##### SOURCE DOCUMENT #####

When my sister gently suggested that her training hadn't been altogether successful, she replied: 'On the contrary, I got a distinction."'

Daniel Finkelstein in The Times


Warm hearths cause pollution

Diesel engines are always cited in the debate about urban pollution - but according to a new study, there is another culprit: wood-fired stoves. Researchers at King's College London have calculated that up to 13 % of urban pollution is caused by burning wood in stoves and on open fires. "Although the apparent carbon neutrality of wood-burning may make it appear environmentally friendly, there is growing evidence of adverse health effects,"  the scientists told The Sunday Times. "Even modest wood-burning in urban areas may lead to particulate exposures comparable to those from traffic sources."


iPads are not for bedtime reading

If you want a good night's sleep, don't take your iPad to bed. A study has found that people who read off a backlit screen in the evenings take longer to fall asleep than those who read from a book, and are less alert in the mornings, reports The Guardian. The research adds to previous studies which have concluded that the short-wavelength enriched "blue" light emitted by such devices suppresses (even more than other kinds of light) the produc­tion of melatonin - the hormone that controls the body's day-night patterns. For the research, at Harvard Medical School, 12 people were given either an iPad or a book to read for four hours for five consecutive nights. Those who had read from an iPad took ten minutes longer, on average, to get to sleep; they spent less time in REM sleep, and produced less melatonin. They were also significantly groggier in the mornings.


Hazardous homes

Home may feel like the safest place - but it's not. Improvements in road and workplace safety mean that more people are now killed and injured at home, or while pursuing leisure activities, than in car crashes and industrial accidents. "The reality is that you're more likely to die sorting out the Christmas lights than an electrician is on a building site," said Dr Cliff Mann of the College of Emergency Medicine. NHS figures show that 25,000 children a year attend A&E after being accidentally poisoned at home; 26,000 after being burned or scalded; and 4,200 after falling down stairs. Among adults, the most serious accidents often involve DIY. "The use of chainsaws and drills can lead to very severe injuries," said Dr Mann. "Falling off a ladder is another risk. Some people who do that die and some never work again."


An ‘interesting’ point of view

What's the best way to die? Given a choice, said Dominic Lawson in the Daily Mail, most of us would opt to peg out quickly with something like a heart attack. But according to Dr Richard Smith, the former editor of the British Medical Journal, this instinct is selfish. It doesn't take account of the devastating effect that sudden death can have on the deceased's loved ones. The best option, he claimed in a BMJ blog last week, is actually to die of cancer: the disease gives you time to "say goodbye, reflect on your life, leave last messages, perhaps visit special places for the last time". It is preferable to dementia (being "slowly erased") or organ failure, which involves an excessive amount of medical intervention.


Quick Quotes

"Some people drink from the fountain of knowledge, others just gargle."
US writer Robert Anthony,  quoted in USA Today


Anybody can become angry – that is easy; but to be angry with the right person, and to the right degree, and at the right time, and for the right purpose, and in the right way – that is not within everybody's power and is not easy."
Aristotle, quoted on Forbes.com


"To know how to say what others only know how to think is what makes men poets or sages; and to dare to say what others only dare to think makes men martyrs or reformers — or both."
British author Elizabeth Charles, quoted in the Associated Press


Statistics of the week


Britons ran up £1.25bn of new unsecured debt in November (2014), more than in any month since February 2008.
The Guardian


The proportion of single-child families in Britain grew from 42% in 2003 to 47% in 2013.

##### DATA PROVIDED #####

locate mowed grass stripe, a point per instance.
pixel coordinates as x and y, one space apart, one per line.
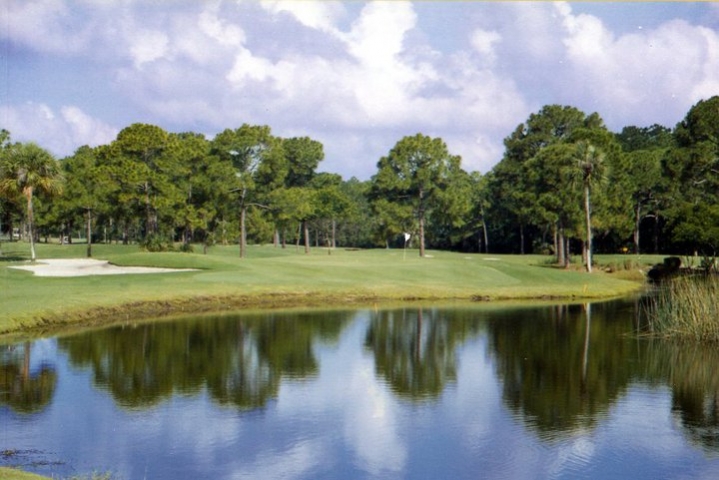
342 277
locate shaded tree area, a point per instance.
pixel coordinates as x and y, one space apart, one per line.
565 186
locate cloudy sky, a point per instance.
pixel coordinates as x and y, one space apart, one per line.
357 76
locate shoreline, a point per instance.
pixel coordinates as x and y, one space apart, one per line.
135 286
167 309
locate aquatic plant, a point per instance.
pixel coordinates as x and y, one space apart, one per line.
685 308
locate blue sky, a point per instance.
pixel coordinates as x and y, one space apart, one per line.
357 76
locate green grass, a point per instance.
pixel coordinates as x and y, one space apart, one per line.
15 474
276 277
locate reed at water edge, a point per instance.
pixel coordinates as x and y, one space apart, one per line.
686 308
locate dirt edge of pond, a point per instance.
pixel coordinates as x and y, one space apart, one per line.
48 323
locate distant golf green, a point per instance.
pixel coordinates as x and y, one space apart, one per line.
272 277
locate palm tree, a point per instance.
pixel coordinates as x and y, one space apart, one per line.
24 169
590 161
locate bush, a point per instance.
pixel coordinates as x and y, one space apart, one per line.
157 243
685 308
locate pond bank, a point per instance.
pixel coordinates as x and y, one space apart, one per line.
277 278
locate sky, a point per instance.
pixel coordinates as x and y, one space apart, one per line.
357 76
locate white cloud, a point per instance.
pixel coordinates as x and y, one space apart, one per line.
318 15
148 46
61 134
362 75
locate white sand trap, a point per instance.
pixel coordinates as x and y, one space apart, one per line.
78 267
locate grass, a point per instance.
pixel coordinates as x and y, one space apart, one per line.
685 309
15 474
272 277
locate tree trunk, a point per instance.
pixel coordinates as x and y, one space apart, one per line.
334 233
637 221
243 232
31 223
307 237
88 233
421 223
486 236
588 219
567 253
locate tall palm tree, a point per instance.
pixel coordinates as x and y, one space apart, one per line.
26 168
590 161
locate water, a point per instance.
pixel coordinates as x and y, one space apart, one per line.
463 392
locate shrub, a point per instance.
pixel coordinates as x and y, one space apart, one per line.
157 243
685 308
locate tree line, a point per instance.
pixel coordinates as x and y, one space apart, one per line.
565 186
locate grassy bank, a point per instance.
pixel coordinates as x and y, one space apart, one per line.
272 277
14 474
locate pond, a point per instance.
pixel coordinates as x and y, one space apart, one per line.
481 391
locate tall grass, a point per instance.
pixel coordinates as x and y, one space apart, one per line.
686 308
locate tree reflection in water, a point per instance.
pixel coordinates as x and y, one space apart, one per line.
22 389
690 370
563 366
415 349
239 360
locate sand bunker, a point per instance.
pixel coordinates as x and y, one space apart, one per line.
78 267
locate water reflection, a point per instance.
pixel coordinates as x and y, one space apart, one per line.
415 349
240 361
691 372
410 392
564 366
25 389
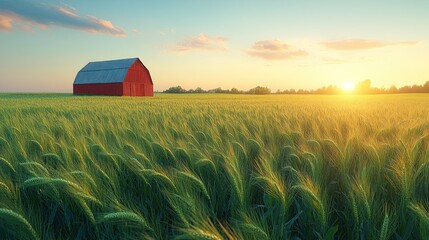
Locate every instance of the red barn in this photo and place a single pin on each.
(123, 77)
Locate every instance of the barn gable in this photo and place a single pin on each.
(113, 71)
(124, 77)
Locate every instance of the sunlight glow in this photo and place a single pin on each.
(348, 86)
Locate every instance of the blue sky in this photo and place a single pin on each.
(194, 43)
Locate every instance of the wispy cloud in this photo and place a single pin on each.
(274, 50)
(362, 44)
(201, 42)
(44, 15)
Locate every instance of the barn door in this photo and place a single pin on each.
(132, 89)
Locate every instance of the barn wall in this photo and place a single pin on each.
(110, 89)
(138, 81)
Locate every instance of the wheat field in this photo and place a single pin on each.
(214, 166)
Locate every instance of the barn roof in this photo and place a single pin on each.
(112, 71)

#####
##### DATA PROVIDED #####

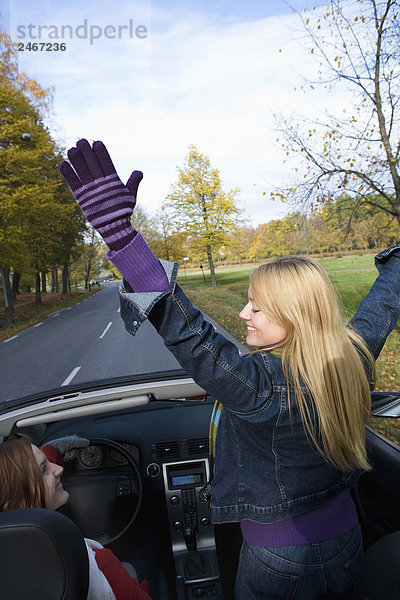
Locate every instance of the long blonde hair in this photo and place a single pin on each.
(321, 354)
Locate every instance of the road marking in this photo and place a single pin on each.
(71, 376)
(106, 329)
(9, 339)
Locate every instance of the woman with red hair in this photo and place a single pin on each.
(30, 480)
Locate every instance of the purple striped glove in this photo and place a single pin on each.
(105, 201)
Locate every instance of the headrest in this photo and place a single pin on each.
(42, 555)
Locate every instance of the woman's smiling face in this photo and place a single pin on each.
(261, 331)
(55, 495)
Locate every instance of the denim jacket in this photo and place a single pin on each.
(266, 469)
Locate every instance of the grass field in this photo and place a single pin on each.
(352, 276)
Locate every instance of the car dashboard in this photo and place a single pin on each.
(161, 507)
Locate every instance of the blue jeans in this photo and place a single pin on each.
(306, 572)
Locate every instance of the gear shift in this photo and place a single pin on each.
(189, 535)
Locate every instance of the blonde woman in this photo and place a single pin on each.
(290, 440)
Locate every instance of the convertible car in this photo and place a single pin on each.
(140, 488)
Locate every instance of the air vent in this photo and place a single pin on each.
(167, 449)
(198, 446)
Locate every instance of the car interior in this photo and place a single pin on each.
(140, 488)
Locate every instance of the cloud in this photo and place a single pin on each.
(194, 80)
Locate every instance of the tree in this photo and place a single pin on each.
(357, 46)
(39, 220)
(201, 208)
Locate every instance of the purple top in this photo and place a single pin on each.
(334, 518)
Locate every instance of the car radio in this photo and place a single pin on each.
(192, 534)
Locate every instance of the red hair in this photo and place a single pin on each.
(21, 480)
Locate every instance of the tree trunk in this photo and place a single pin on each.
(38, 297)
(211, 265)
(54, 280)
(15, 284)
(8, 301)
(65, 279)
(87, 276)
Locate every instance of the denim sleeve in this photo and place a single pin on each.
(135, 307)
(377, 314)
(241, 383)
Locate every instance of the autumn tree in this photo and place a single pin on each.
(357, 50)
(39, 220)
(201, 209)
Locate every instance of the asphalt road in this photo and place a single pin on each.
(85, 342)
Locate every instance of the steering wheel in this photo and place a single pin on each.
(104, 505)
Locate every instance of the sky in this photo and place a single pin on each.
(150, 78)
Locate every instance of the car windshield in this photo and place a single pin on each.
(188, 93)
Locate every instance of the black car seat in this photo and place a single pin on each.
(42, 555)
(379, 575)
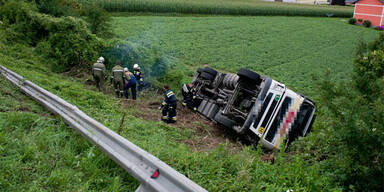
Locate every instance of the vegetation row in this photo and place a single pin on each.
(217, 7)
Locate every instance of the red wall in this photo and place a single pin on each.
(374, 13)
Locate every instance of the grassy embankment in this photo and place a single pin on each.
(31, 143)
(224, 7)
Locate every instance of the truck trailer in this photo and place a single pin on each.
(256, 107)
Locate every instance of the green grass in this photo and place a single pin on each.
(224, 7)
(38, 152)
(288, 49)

#####

# WHAT THE TASK ASKS
Rewrite the passage of the news digest that opens with "What's the best" and closes with "of medical intervention.", changing "heart attack" to "stroke". Work only from the text, without drawing on the records.

# TASK RESULT
What's the best way to die? Given a choice, said Dominic Lawson in the Daily Mail, most of us would opt to peg out quickly with something like a stroke. But according to Dr Richard Smith, the former editor of the British Medical Journal, this instinct is selfish. It doesn't take account of the devastating effect that sudden death can have on the deceased's loved ones. The best option, he claimed in a BMJ blog last week, is actually to die of cancer: the disease gives you time to "say goodbye, reflect on your life, leave last messages, perhaps visit special places for the last time". It is preferable to dementia (being "slowly erased") or organ failure, which involves an excessive amount of medical intervention.